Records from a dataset
+ + + +

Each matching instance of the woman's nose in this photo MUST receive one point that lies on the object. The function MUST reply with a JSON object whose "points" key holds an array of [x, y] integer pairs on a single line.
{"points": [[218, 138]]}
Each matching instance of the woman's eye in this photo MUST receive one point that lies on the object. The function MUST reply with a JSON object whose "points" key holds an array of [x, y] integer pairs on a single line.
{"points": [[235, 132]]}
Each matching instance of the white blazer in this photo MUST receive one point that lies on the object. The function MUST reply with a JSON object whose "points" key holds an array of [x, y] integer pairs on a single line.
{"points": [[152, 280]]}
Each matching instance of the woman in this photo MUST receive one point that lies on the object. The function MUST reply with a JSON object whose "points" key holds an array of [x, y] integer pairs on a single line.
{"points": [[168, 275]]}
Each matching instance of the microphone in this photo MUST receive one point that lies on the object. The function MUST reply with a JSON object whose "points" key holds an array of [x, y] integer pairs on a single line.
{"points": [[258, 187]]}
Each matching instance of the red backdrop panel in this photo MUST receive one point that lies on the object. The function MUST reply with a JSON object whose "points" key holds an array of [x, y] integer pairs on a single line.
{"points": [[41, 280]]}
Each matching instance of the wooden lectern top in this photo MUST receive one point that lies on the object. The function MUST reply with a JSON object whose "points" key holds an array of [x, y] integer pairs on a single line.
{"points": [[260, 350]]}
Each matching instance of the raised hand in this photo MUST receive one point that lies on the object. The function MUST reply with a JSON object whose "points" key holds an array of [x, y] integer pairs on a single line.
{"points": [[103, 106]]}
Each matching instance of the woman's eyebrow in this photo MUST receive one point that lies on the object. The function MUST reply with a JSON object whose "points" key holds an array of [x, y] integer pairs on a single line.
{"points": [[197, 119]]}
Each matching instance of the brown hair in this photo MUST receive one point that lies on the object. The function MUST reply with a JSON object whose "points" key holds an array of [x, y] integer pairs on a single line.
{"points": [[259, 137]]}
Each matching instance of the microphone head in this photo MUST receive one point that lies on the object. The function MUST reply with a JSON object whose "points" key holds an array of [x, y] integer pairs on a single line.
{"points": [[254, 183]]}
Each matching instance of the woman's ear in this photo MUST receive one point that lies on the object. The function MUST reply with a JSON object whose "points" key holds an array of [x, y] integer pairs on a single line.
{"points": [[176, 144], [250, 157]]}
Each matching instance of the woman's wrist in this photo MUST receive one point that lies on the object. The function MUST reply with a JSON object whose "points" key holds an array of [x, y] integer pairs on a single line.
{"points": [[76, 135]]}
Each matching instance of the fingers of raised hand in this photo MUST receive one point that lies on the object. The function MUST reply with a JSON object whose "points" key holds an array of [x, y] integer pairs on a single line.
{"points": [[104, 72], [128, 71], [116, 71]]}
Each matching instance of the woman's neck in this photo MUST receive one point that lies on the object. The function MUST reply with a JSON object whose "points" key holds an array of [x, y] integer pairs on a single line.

+ + + +

» What is required:
Extract every line of the listing above and reproduce each one word for word, without changes.

» Solution to the exercise:
Each matching instance of the woman's nose in this photo MUST receive one point that lies on the object. The function MUST reply with a JSON object whose "points" key holds an array of [x, y] integer pairs on a single line.
{"points": [[218, 138]]}
Each matching instance of the woman's eye in this photo MUST receive one point that lies on the object. The function MUST reply with a JSON object whose "points" key holds an array of [x, y] integer pairs on a single line.
{"points": [[235, 132]]}
Each matching instance of the white blazer in this photo MUST receive one point that lies on the object. The function MUST reply with a JSON object whose "points" key holds an array of [x, y] integer pairs on a single line.
{"points": [[152, 280]]}
Each matching instance of the woman in this photo MUST receive one point that lies on the object. The function MUST reply with a JSON object whose "points" key holds an array of [x, y] integer pairs on a single line.
{"points": [[168, 275]]}
Each matching instance of the microphone in this photo MUST receive one point that lies on the object. The function MUST reply with a JSON object whose "points" key holds an array of [x, y] integer pairs on a single line.
{"points": [[258, 187]]}
Each matching instance of the red backdrop panel in this photo MUST receive one point that lies on the object. The function MUST reply with a JSON object whose "points" key holds an array of [x, y] integer pairs on a single line.
{"points": [[41, 280]]}
Each matching instance of the wooden lectern top in this photo MUST receive one point that lies on the object. The function MUST reply with a JSON object whose "points" key holds an array of [x, y] integer pairs on a single line.
{"points": [[260, 350]]}
Each matching instance of the raised hand in this photo MUST receive one point that lies on the object. The function MUST reply with a JSON object whose "points" key holds an array of [x, y] integer pairs on a single line.
{"points": [[103, 106]]}
Each matching instance of the woman's eyebrow in this photo MUST receive one point that lies on the object. The function MUST reply with a JSON object whose "points" key holds an array of [x, y] integer pairs on a single line.
{"points": [[197, 119]]}
Each matching instance of the brown hair in this photo MUST receive one point that lies on the object. The function MUST reply with a JSON object whose "points" key holds an array of [x, y] integer pairs on a single line.
{"points": [[259, 137]]}
Each matching instance of the microphone head in this photo MUST receive one point that lies on the object. The function MUST reply with a JSON object whose "points" key holds an array of [x, y] integer pairs on a single line.
{"points": [[254, 183]]}
Each matching instance of the woman's ear in this photo MUST receive one point that lies on the object. The function MUST reply with a JSON object whose "points" key holds an array of [x, y] integer pairs on a single line.
{"points": [[176, 144], [250, 157]]}
Each matching instance of the woman's wrist in this photo MUST receive one point that lies on the object. The function MUST reply with a JSON object whose "points" key holds an array of [x, y] integer pairs on a single line.
{"points": [[76, 135]]}
Each matching instance of the fingers of raised hand in this photo MUST receive one point that lies on the object. The function MUST reply with a JSON object whose "points" key holds an array of [x, y] integer pairs on a single line.
{"points": [[104, 72], [128, 71], [116, 71]]}
Each matching instance of the woman's neck in this photo MUST receive one point that lies on the object. The function MUST reply with a JSON object whose "points" key holds an array of [x, y] integer pairs on a single line.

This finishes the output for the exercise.